:: Entries provided

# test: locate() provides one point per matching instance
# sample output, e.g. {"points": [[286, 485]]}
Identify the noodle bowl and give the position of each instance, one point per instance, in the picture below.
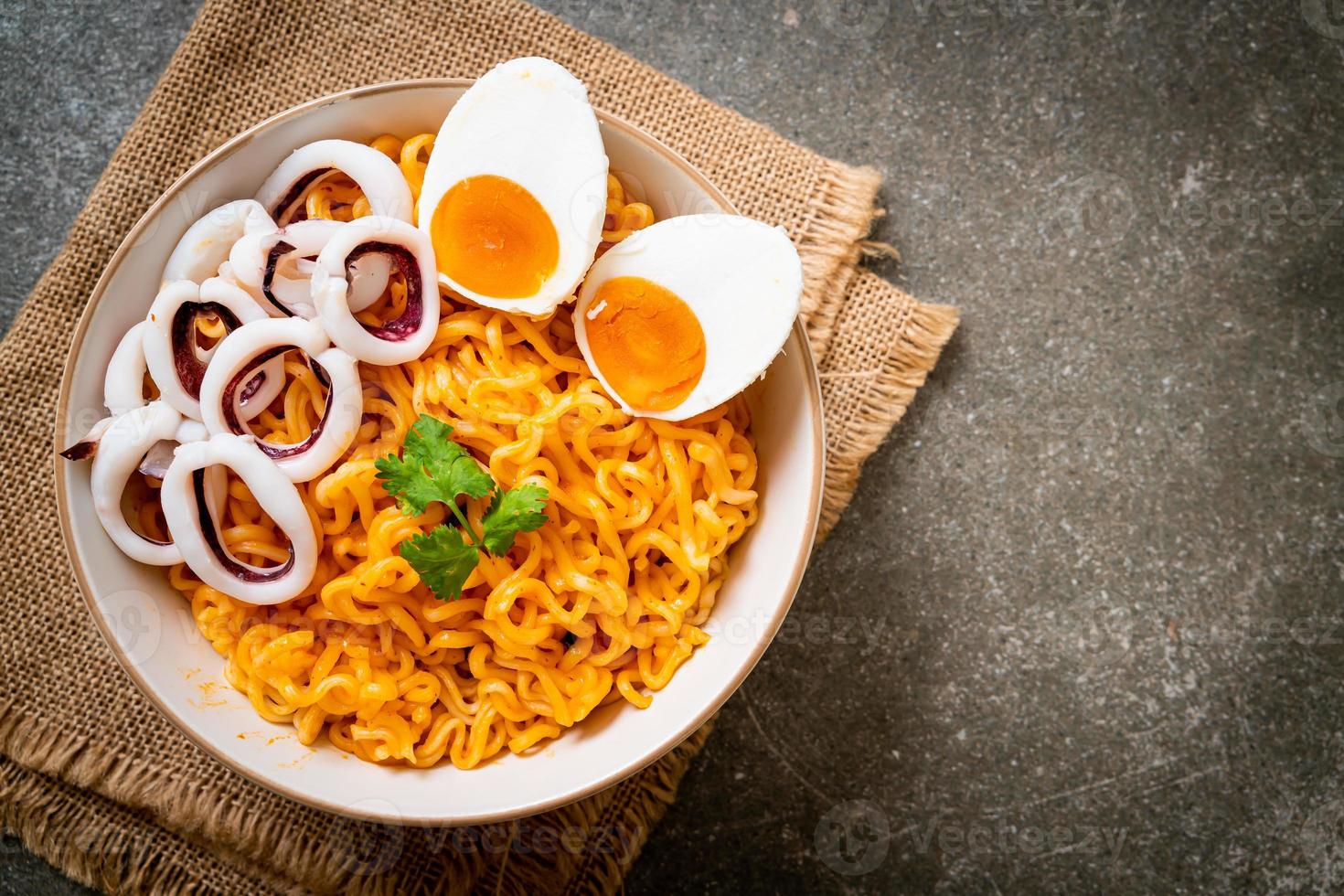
{"points": [[601, 604], [175, 667]]}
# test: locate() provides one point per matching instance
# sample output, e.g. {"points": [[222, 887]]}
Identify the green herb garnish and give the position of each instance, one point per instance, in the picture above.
{"points": [[433, 468]]}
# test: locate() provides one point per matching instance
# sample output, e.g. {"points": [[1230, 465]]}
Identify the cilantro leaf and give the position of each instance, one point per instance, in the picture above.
{"points": [[512, 511], [432, 468], [443, 559]]}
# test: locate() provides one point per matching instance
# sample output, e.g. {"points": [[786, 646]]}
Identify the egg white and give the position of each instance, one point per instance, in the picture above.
{"points": [[741, 278], [529, 121]]}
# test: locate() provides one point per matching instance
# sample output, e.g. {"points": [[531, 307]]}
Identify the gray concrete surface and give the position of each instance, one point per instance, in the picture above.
{"points": [[1081, 630]]}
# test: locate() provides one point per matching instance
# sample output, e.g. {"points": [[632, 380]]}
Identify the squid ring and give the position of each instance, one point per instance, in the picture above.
{"points": [[263, 341], [377, 175], [194, 521], [206, 243], [411, 254], [169, 344], [279, 265], [123, 389], [120, 449]]}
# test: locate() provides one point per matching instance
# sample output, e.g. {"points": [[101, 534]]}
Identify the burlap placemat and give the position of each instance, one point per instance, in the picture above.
{"points": [[91, 776]]}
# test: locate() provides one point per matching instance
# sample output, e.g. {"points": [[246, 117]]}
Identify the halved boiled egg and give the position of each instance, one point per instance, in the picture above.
{"points": [[686, 314], [515, 189]]}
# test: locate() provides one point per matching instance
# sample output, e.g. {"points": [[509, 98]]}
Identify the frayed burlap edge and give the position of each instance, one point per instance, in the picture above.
{"points": [[869, 379], [829, 245], [126, 853], [45, 767]]}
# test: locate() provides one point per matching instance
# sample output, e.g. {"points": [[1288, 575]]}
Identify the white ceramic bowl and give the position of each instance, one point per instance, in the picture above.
{"points": [[151, 630]]}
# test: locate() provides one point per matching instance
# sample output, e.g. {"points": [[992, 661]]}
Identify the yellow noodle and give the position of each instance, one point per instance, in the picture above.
{"points": [[601, 603]]}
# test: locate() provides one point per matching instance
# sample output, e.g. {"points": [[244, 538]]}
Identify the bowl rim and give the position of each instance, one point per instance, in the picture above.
{"points": [[618, 773]]}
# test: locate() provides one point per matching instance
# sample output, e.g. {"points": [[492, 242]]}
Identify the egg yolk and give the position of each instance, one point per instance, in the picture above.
{"points": [[494, 238], [646, 341]]}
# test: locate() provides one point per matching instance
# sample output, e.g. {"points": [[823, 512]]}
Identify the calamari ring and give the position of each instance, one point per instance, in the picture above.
{"points": [[120, 449], [375, 175], [206, 243], [411, 254], [123, 389], [195, 529], [265, 341], [279, 266], [169, 346]]}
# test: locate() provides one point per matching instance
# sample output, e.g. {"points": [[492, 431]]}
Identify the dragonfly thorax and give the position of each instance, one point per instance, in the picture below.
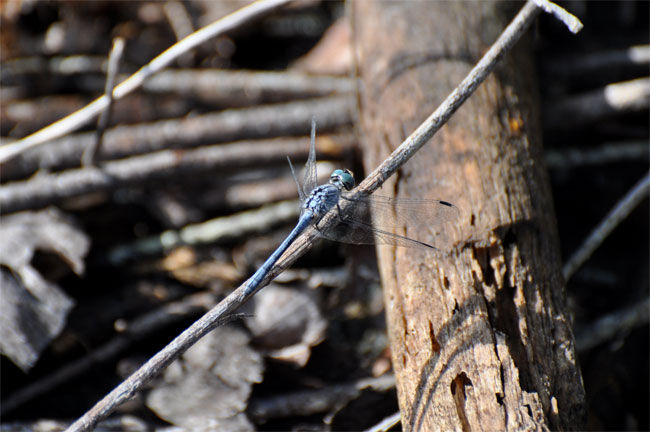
{"points": [[322, 199]]}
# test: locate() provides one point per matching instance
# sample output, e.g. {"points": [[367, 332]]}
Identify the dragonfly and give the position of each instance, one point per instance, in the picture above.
{"points": [[364, 220]]}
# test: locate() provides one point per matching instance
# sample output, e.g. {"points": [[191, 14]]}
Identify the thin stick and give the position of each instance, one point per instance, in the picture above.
{"points": [[90, 154], [286, 119], [42, 190], [84, 115], [162, 359], [139, 329], [622, 209]]}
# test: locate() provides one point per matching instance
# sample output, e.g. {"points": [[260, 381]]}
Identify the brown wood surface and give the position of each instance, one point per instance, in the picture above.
{"points": [[480, 339]]}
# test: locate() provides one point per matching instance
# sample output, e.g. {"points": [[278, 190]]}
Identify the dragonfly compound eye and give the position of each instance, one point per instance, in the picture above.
{"points": [[344, 177]]}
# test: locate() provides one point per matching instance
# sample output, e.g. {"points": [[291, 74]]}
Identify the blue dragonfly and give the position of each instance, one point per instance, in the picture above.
{"points": [[361, 222]]}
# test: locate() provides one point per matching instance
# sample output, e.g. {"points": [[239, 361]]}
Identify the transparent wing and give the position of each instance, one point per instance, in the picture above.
{"points": [[371, 219], [311, 177]]}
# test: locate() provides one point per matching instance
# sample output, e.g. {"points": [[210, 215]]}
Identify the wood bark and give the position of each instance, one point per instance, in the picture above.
{"points": [[480, 339]]}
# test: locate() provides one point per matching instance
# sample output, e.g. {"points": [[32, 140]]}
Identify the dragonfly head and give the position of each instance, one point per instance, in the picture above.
{"points": [[342, 179]]}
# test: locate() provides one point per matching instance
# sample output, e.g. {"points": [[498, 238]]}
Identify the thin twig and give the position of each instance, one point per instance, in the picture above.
{"points": [[90, 154], [587, 108], [309, 402], [209, 321], [613, 324], [212, 231], [114, 58], [277, 120], [45, 189], [387, 423], [561, 14], [138, 329], [244, 86], [638, 55], [622, 209], [83, 116], [606, 153]]}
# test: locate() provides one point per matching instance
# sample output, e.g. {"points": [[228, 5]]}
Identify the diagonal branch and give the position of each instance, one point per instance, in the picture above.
{"points": [[210, 320]]}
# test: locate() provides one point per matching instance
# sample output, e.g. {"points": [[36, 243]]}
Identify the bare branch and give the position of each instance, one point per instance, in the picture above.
{"points": [[138, 329], [622, 209], [287, 119], [90, 154], [615, 323], [45, 189], [83, 116], [210, 320]]}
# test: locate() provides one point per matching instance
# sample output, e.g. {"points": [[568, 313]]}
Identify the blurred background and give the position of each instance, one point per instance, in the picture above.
{"points": [[95, 279]]}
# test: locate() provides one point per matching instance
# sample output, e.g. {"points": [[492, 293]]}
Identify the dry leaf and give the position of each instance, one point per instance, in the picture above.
{"points": [[287, 323], [33, 309], [208, 387]]}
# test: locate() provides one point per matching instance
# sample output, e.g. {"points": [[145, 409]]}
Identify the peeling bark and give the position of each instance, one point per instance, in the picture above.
{"points": [[480, 339]]}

::::

• [Task to complete] Copy every line above exactly; images stay out.

• [Task response]
# test: locate() provides one point per matching instance
# sample output, e.g. {"points": [[286, 485]]}
Identify the noodle bowl and give the position of each instance, one point per instance, in the picture below.
{"points": [[601, 604], [175, 667]]}
# test: locate() provides one point per matching instance
# sample output, e.g. {"points": [[222, 887]]}
Identify the green herb garnish and give the position of each instance, one point per instance, in the picture above.
{"points": [[433, 468]]}
# test: locate() provides one point per matching instance
# sample output, e.g. {"points": [[1230, 465]]}
Identify the cilantro leaf and give the position of each instance, one point per instance, in the picture above.
{"points": [[512, 511], [432, 468], [443, 559]]}
# test: locate() provides one point per matching instance
# sample output, e.g. {"points": [[786, 646]]}
Identify the egg white and give the position of each instance, one point per instance, in the picture above.
{"points": [[741, 278], [529, 121]]}
# test: locate() provides one point per matching instance
# sample output, e.g. {"points": [[531, 307]]}
Identify the gray concrete surface and give the position of each instance, one point per instance, in the picture above.
{"points": [[1081, 630]]}
# test: locate() provides one point per matching instance
# sample output, e.g. {"points": [[632, 380]]}
Identify the squid ring and give the position of each instance, one point per instance, in the picture above.
{"points": [[263, 341], [377, 175], [194, 521], [206, 243], [411, 254], [169, 344], [279, 265], [123, 389], [120, 449]]}
# test: locate() provides one point per matching instance
# sample output, e.g. {"points": [[101, 534]]}
Identify the burlap placemat and give the position of each instance, one point per instance, in the picture above.
{"points": [[91, 776]]}
# test: locate() provides one point per matching instance
# sample output, e.g. {"points": [[246, 117]]}
Identify the halved boiled egg and give the position of each instance, one point per instance, in the picture above.
{"points": [[686, 314], [515, 189]]}
# test: locate() provides one point per matching instance
# sample output, e.g. {"points": [[509, 98]]}
Identify the frayed burlap edge and give the position of each instance, one point per instance, in the picture above.
{"points": [[869, 379], [829, 245], [126, 853], [45, 767]]}
# test: locate() provides one point per matching instance
# sample output, e.g. {"points": [[1288, 575]]}
Identify the white ceramic bowl and give the position of each instance, one point per instance, in the picture above.
{"points": [[151, 630]]}
# test: locate() provides one point per matching instance
# sample output, e.g. {"points": [[992, 661]]}
Identify the yellow noodle and give the position of each instance, one point per instance, in the picture above.
{"points": [[601, 603]]}
# test: locate() provides one point per matching instance
# sample output, e.g. {"points": [[244, 538]]}
Identify the bowl rim and give the position of each instance, one point per instance, in the picture above.
{"points": [[618, 773]]}
# test: locate() provides one point per matching instance
# sample output, e.g. {"points": [[492, 242]]}
Identify the egg yolk and give the position of each instance, one point per instance, in the picture above.
{"points": [[494, 238], [646, 341]]}
# test: locate() provides one point per matching instance
# sample output, e.g. {"points": [[823, 512]]}
Identify the calamari ring and give the position of each instance, one point per instance, in the picture above.
{"points": [[120, 449], [375, 175], [206, 243], [411, 254], [123, 389], [195, 529], [265, 341], [279, 266], [169, 346]]}
# test: locate() provides one point per matching instance
# sample output, e.g. {"points": [[492, 431]]}
Identify the dragonfly thorax and give the position of each instance, one point per instance, in the picture below.
{"points": [[322, 199]]}
# test: locate() provides one point per matching instance
# sample output, e.g. {"points": [[367, 332]]}
Identify the dragonfly and give the position of each instance, one point per instance, in the picture above.
{"points": [[364, 220]]}
# test: locate() provides one point per matching instance
# sample output, e.g. {"points": [[191, 14]]}
Identify the thin stick and give the position of each instance, one point per instance, in the picture above.
{"points": [[90, 154], [286, 119], [42, 190], [84, 115], [162, 359], [139, 329], [622, 209]]}
# test: locate() provides one point per matching instance
# sample output, e.g. {"points": [[260, 381]]}
Identify the brown wood surface and give the position of each instance, one point per instance, in the picture above.
{"points": [[480, 339]]}
# test: locate() provides one point per matching instance
# sample output, e.g. {"points": [[278, 190]]}
Identify the dragonfly compound eye and give the position of each instance, one point per instance, in the picture above.
{"points": [[344, 177]]}
# test: locate() provides one point per matching instance
# sample output, e.g. {"points": [[291, 74]]}
Identify the blue dragonfly and give the position of each instance, one point per instance, in the picture above.
{"points": [[361, 222]]}
# test: locate() provides one point per matching instance
# sample output, e.g. {"points": [[239, 361]]}
Identify the transparent wing and give the position of each instance, one point per instance, in the picture above.
{"points": [[371, 219], [311, 177]]}
# test: locate() provides one point per matching instance
# sample output, e.g. {"points": [[210, 215]]}
Identify the wood bark and give the position of each instance, one point per instance, in the picture above.
{"points": [[480, 339]]}
# test: locate() provides one point per matching instance
# sample output, e.g. {"points": [[32, 140]]}
Identify the dragonfly head and give the position of each instance, one point per instance, in the picture above.
{"points": [[342, 179]]}
# test: locate() provides one point per matching instance
# sample output, e.g. {"points": [[498, 238]]}
Identify the thin twig and give the position of each instance, one point per instance, in the picture above.
{"points": [[90, 154], [587, 108], [309, 402], [209, 321], [613, 324], [212, 231], [114, 58], [277, 120], [45, 189], [387, 423], [561, 14], [138, 329], [244, 86], [638, 55], [622, 209], [83, 116], [606, 153]]}
# test: locate() provides one point per matching instance
# sample output, e.g. {"points": [[228, 5]]}
Identify the diagonal branch and give the position of each instance, one point per instance, in the picture above.
{"points": [[210, 320]]}
# test: locate() provides one point per matching instance
# sample output, e.g. {"points": [[36, 243]]}
Identify the bare branch and give the position of each instance, one point per instance, in the picture above.
{"points": [[138, 329], [622, 209], [287, 119], [90, 154], [615, 323], [45, 189], [83, 116], [210, 320]]}
# test: locate() provides one point per matching instance
# sample output, e.g. {"points": [[568, 313]]}
Identify the blurred background and give the position of each instance, one point per instance, in the picture above.
{"points": [[95, 279]]}
# test: locate() provides one point per matching instance
# sample output, e.g. {"points": [[492, 293]]}
Identify the dry leaf and give the position of each instance, one point per instance, in the picture above.
{"points": [[287, 323], [33, 309], [208, 387]]}
# test: locate() provides one point per matching instance
# sample output, e.g. {"points": [[145, 409]]}
Identify the peeling bark and give the position of each instance, one point per instance, in the picture above.
{"points": [[480, 339]]}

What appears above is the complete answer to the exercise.